[Point placement records]
— BEGIN —
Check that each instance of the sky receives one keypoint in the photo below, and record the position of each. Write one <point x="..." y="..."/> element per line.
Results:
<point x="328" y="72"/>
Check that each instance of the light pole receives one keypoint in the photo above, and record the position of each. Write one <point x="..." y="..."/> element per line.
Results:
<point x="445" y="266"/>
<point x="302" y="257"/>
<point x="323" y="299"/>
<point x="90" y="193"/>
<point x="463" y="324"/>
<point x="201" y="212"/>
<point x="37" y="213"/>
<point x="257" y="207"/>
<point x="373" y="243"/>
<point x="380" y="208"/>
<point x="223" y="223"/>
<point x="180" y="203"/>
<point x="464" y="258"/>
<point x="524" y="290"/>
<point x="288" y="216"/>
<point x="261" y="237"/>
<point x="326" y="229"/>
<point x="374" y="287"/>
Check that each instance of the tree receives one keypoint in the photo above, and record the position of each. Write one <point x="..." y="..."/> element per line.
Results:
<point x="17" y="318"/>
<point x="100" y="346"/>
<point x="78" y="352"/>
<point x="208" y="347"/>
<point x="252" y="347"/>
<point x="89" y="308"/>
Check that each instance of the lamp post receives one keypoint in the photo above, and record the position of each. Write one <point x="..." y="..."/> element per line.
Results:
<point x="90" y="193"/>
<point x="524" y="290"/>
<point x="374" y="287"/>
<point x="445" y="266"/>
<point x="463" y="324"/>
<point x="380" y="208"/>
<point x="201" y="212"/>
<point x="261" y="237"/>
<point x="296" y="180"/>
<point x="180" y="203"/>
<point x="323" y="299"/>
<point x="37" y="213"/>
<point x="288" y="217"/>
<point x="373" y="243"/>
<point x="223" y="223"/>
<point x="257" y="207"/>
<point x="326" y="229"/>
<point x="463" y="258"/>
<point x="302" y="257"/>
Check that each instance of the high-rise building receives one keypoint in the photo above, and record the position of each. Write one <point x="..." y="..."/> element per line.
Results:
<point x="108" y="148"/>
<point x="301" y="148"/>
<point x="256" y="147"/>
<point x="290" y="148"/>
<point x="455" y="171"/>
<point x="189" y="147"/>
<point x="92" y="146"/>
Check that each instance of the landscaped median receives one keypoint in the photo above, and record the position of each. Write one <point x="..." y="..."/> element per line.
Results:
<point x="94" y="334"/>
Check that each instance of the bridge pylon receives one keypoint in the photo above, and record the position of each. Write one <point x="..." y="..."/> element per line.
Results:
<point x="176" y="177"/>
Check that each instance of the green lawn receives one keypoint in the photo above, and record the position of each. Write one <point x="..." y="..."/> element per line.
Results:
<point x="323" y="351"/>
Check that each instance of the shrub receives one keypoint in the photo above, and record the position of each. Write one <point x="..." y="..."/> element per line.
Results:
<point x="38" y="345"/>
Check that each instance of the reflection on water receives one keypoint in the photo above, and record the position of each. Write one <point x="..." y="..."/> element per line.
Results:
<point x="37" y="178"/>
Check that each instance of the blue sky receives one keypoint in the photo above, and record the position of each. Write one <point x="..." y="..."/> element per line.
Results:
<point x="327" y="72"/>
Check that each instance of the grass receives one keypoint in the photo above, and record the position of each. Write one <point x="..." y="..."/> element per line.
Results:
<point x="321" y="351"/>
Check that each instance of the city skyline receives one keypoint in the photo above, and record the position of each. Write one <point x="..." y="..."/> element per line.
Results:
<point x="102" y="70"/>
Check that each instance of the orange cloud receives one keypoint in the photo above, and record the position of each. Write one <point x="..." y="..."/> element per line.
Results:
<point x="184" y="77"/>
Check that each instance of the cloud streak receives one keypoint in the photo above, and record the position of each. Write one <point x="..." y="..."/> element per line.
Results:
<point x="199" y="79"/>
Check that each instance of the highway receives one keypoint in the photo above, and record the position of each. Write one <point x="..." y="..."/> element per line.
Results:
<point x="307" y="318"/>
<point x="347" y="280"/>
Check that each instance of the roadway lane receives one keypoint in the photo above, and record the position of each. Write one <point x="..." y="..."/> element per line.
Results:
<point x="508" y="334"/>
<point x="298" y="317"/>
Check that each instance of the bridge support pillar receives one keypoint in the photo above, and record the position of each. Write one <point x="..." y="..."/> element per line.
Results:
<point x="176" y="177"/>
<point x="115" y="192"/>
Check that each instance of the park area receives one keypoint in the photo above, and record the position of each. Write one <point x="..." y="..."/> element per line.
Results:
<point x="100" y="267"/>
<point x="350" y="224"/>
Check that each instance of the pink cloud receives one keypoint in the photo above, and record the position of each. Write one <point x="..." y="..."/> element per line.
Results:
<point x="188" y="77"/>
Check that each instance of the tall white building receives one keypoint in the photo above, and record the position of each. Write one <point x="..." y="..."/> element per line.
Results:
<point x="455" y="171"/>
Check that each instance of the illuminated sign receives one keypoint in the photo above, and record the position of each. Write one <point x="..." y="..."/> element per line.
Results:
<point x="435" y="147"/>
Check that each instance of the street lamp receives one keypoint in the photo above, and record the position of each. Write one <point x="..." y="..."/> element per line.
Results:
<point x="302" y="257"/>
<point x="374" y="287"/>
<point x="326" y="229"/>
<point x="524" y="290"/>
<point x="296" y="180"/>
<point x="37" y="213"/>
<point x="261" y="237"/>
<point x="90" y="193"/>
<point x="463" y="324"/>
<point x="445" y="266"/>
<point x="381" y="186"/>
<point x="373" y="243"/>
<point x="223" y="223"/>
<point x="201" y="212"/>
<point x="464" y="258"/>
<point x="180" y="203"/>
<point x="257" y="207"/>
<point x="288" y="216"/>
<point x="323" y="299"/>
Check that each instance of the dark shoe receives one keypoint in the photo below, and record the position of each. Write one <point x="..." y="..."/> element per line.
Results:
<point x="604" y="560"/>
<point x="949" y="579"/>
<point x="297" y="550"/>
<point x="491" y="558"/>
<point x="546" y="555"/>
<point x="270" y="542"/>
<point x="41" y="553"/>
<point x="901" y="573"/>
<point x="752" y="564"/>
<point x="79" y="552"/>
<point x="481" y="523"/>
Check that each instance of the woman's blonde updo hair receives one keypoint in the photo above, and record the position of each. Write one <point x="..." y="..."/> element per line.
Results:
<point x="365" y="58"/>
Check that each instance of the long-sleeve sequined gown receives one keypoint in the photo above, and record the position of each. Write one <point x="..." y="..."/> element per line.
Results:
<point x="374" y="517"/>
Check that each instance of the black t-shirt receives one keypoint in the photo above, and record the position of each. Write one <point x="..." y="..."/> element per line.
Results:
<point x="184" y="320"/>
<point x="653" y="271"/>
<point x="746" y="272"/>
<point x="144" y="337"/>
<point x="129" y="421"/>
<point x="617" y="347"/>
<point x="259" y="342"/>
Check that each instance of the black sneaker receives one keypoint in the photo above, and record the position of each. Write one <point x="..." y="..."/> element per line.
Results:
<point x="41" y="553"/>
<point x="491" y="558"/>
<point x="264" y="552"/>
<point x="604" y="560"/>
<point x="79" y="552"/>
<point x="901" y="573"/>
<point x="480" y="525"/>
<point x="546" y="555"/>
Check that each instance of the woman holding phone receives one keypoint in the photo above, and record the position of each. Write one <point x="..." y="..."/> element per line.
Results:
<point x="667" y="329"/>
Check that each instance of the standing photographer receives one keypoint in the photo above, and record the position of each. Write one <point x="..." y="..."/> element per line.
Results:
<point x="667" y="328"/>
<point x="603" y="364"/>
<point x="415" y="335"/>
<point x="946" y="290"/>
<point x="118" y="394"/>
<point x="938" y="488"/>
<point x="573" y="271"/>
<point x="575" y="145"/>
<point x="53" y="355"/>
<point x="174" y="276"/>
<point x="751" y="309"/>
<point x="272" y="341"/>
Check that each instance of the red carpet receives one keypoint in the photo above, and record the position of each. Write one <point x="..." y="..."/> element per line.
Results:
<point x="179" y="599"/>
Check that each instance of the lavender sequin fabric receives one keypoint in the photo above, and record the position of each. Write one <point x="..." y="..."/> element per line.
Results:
— END —
• GIVEN TASK: Copy the rows again, beginning at the line that has "Check that each instance of the lavender" and continuing through the end of the rows. Change "lavender sequin fabric" to "silver sequin fabric" and leave everything else as it is.

• TASK SOLUTION:
Check that each instance of the silver sequin fabric receives one keypoint in the photo above, and record the position of each. Write one <point x="..." y="..."/> element per line.
Results:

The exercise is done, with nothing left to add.